**STUDY MATERIAL**:
- Opening Delimiter -
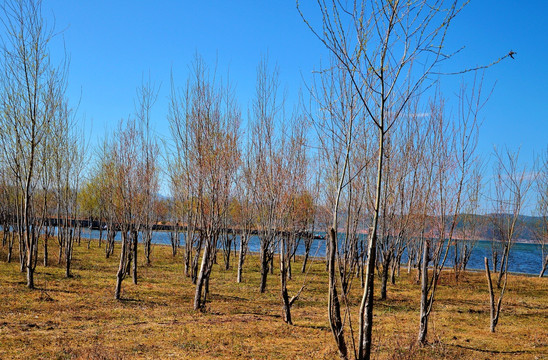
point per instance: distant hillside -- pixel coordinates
(525, 228)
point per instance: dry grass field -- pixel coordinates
(78, 318)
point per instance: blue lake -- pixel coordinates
(524, 258)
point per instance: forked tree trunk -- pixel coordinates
(201, 281)
(334, 306)
(544, 266)
(122, 266)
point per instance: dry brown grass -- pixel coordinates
(78, 318)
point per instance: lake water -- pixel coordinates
(524, 258)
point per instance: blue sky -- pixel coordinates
(113, 44)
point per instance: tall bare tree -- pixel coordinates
(32, 89)
(511, 184)
(379, 44)
(205, 125)
(542, 206)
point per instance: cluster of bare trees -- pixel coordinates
(43, 154)
(392, 174)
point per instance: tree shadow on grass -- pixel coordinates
(508, 352)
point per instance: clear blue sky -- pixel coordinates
(112, 44)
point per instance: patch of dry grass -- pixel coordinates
(78, 318)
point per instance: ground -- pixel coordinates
(78, 317)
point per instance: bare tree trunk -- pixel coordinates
(544, 266)
(122, 266)
(135, 236)
(423, 326)
(334, 306)
(244, 239)
(201, 281)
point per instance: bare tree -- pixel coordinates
(32, 88)
(378, 44)
(266, 158)
(205, 127)
(542, 208)
(147, 94)
(511, 185)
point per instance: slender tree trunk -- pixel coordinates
(493, 313)
(334, 306)
(423, 325)
(366, 306)
(199, 304)
(283, 280)
(135, 236)
(544, 266)
(384, 278)
(264, 266)
(241, 256)
(122, 266)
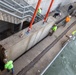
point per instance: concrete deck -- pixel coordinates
(35, 51)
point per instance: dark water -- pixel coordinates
(65, 63)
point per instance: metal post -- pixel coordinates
(21, 25)
(34, 15)
(48, 11)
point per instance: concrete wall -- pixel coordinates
(16, 45)
(45, 4)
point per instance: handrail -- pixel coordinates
(14, 14)
(16, 9)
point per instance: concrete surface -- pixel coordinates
(48, 57)
(16, 45)
(45, 4)
(65, 63)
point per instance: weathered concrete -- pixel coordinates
(45, 4)
(15, 45)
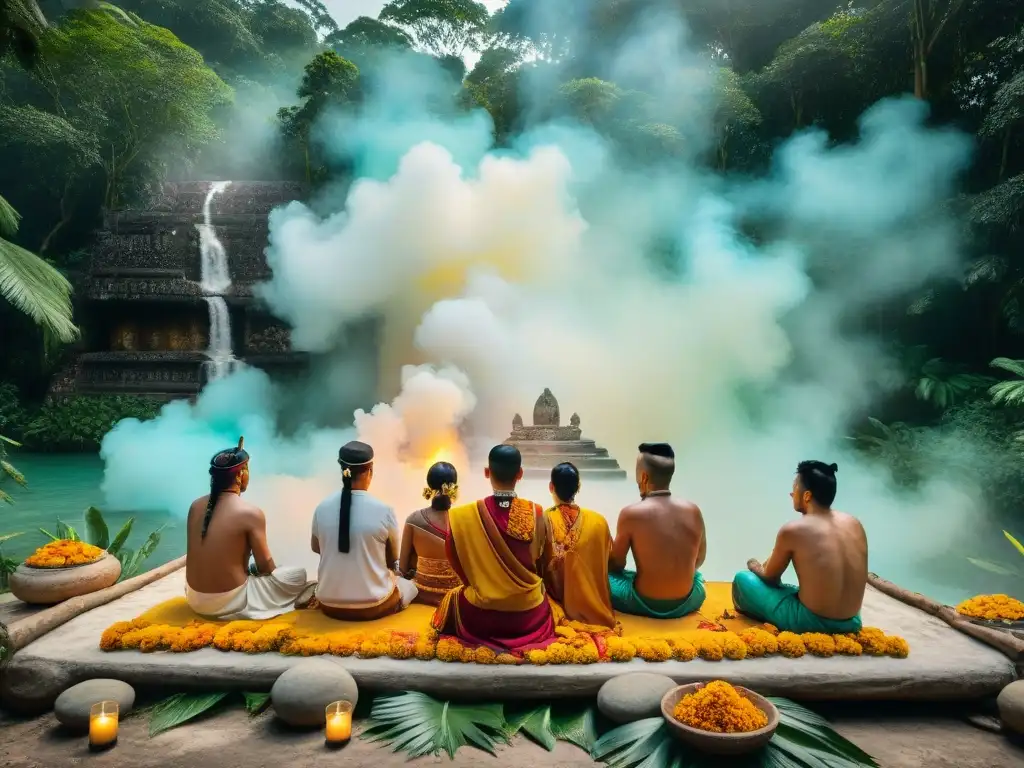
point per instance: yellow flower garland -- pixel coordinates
- Closing Delimiter -
**ABOUT THIS TASK**: When you transcribe the lines above, keep every word exact but leave the pictures behind.

**PROBLEM SOLUTION**:
point per instance: distant hillside -- pixel coordinates
(525, 228)
point per instance: dry grass field -- pixel coordinates
(78, 318)
point per instance: blue lake -- pixel coordinates
(524, 258)
point per instance: forked tree trunk -- pixel coordinates
(201, 281)
(334, 306)
(544, 266)
(122, 266)
point per instance: dry brown grass -- pixel coordinates
(78, 318)
point per instance: lake water -- pixel coordinates
(524, 258)
point per instance: blue sky -- pixel coordinates
(113, 44)
point per instance: tall bare tree -- pixel coordinates
(32, 89)
(511, 184)
(379, 44)
(205, 125)
(542, 206)
point per instance: cluster of bare trees -- pixel coordinates
(43, 154)
(392, 174)
point per instance: tree shadow on grass -- pixel coordinates
(508, 352)
point per instance: clear blue sky -- pixel coordinates
(112, 44)
point per instance: patch of dry grass -- pixel coordinates
(78, 318)
point per instance: ground -- pixel coordinates
(78, 317)
point per instance: bare tree trunk -- pixel coordinates
(544, 266)
(122, 266)
(135, 236)
(423, 326)
(334, 306)
(244, 239)
(201, 281)
point per instance: bare tree -- pixel coordinates
(32, 88)
(378, 44)
(266, 158)
(205, 127)
(542, 208)
(147, 94)
(511, 185)
point per instance: slender tree trunk -- pixel coordinates
(493, 313)
(334, 306)
(423, 325)
(366, 306)
(199, 304)
(283, 280)
(135, 236)
(544, 266)
(384, 278)
(264, 266)
(241, 256)
(122, 266)
point per instance: concrete deck -- pixel coordinates
(35, 51)
point per instance: dark water -- pixel coordinates
(65, 63)
point per instance: metal post -- pixel coordinates
(21, 25)
(34, 15)
(48, 11)
point per instance: concrete wall -- pixel coordinates
(16, 45)
(45, 4)
point per instance: handrail -- pixel coordinates
(14, 14)
(16, 9)
point per instance: concrete surface -- pixel coordinates
(48, 57)
(16, 45)
(45, 4)
(65, 63)
point per instance: weathered concrete -- pixel coordinates
(45, 4)
(15, 45)
point per instance: yellow flower garland -- pixel coordinates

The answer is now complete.